GOAL: Pull out every line of the entries below that contains the word "leaf", matching case exactly.

ITEMS:

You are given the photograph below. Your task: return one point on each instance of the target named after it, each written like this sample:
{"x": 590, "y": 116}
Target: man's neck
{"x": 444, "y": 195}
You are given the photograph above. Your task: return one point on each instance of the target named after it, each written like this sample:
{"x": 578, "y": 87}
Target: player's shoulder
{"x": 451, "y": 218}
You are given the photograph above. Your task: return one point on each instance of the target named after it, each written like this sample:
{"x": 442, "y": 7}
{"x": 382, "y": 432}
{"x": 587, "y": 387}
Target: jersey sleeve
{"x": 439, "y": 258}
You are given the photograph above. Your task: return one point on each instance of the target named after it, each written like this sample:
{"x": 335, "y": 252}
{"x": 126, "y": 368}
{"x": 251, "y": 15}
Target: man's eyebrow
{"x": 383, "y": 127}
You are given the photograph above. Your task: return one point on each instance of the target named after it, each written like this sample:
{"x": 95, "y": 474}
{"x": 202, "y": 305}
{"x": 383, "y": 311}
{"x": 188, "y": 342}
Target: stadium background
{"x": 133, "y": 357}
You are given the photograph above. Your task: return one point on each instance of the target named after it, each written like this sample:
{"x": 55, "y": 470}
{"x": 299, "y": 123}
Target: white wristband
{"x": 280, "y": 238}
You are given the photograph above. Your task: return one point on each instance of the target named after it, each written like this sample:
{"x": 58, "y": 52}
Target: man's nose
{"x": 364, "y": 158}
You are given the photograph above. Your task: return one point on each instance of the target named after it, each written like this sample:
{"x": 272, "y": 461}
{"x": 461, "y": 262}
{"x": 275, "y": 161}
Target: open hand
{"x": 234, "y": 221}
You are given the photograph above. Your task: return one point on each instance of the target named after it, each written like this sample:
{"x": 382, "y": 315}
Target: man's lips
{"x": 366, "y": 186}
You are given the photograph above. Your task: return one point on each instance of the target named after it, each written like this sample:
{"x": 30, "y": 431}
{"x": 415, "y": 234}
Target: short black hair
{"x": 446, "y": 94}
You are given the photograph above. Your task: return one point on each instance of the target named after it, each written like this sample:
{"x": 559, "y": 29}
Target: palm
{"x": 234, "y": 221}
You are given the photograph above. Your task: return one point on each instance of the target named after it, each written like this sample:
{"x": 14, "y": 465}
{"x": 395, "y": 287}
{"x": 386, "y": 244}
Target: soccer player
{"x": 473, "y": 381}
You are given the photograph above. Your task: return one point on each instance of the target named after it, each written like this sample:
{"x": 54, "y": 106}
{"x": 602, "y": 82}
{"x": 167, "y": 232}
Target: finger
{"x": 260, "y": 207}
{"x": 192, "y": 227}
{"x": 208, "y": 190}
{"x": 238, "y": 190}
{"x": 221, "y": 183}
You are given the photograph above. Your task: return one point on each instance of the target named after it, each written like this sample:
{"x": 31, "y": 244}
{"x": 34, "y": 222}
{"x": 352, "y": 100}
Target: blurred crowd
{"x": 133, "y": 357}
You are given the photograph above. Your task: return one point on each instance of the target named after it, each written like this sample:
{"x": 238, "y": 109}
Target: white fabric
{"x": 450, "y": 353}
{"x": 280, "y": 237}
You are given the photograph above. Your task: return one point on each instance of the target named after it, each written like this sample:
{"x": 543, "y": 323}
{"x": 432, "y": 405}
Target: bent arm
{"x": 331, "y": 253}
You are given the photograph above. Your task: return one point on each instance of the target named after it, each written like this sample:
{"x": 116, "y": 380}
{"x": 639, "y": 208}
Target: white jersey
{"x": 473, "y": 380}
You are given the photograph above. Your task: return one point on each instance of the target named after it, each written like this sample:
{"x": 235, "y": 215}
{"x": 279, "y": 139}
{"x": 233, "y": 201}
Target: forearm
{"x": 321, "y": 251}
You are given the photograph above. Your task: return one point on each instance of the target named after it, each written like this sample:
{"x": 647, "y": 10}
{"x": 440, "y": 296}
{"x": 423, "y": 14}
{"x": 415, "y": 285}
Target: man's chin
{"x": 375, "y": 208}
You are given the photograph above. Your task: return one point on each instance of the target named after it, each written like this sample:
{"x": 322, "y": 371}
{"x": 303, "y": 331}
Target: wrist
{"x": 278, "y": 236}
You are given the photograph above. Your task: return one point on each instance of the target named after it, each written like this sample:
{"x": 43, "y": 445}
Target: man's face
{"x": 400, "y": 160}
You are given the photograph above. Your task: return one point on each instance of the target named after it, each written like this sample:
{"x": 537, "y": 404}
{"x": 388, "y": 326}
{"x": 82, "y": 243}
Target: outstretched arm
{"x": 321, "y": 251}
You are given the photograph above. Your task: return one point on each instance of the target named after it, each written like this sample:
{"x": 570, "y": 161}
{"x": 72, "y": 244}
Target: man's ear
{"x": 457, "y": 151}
* * *
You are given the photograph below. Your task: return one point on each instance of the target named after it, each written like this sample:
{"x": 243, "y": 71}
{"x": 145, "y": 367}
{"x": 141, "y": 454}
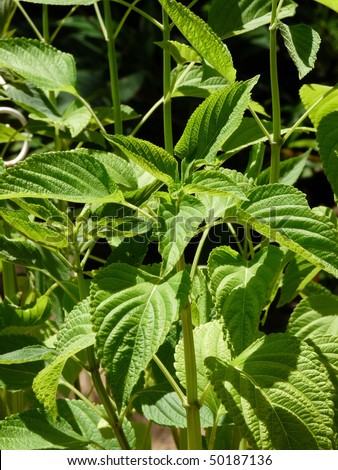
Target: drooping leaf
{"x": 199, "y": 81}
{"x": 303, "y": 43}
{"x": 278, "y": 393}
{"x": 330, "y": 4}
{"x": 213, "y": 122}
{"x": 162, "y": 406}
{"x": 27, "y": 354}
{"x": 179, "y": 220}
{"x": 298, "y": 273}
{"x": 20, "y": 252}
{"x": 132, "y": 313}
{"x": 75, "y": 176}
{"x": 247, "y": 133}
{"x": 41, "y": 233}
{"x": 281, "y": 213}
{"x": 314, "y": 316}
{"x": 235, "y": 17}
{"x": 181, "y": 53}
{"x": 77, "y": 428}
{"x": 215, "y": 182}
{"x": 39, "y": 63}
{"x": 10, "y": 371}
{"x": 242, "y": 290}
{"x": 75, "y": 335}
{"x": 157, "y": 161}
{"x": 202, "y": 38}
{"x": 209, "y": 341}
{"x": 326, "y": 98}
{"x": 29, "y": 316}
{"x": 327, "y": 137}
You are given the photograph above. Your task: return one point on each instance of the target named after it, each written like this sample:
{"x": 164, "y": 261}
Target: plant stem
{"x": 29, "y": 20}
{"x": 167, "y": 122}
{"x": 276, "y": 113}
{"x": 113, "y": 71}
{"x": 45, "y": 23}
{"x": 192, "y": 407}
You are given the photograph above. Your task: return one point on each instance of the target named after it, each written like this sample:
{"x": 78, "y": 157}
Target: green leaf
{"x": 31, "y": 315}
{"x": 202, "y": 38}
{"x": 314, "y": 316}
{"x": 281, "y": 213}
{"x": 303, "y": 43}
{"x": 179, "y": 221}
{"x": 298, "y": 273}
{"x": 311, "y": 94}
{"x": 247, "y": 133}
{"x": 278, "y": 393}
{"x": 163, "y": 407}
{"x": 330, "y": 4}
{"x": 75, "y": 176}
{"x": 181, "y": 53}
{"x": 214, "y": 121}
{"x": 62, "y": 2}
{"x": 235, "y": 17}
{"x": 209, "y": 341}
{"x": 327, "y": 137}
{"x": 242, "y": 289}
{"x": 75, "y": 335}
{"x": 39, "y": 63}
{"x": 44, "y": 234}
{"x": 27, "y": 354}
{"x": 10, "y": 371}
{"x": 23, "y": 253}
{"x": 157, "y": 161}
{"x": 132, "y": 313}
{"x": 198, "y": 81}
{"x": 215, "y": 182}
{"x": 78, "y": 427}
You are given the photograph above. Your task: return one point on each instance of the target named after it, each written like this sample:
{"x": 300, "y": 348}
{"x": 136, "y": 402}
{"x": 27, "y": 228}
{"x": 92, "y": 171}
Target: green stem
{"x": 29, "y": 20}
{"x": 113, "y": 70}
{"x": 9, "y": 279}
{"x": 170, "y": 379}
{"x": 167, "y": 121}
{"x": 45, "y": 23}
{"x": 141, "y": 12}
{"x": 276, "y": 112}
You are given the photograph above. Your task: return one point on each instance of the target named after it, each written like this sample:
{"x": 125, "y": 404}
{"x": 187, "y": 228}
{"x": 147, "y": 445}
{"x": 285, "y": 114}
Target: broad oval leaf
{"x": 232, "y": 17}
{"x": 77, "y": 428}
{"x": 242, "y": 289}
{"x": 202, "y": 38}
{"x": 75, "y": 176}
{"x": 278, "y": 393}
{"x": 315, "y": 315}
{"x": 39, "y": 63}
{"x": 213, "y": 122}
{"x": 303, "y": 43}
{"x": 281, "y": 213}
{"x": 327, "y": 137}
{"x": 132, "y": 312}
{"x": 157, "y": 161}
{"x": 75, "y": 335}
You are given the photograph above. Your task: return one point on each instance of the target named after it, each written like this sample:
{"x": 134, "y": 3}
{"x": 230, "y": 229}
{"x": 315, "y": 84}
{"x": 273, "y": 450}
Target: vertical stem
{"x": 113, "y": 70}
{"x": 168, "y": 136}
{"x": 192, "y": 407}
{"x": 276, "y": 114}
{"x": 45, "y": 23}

OUTPUT OF THE TASK:
Target: drooping leaf
Target: green leaf
Target: broad oval leaf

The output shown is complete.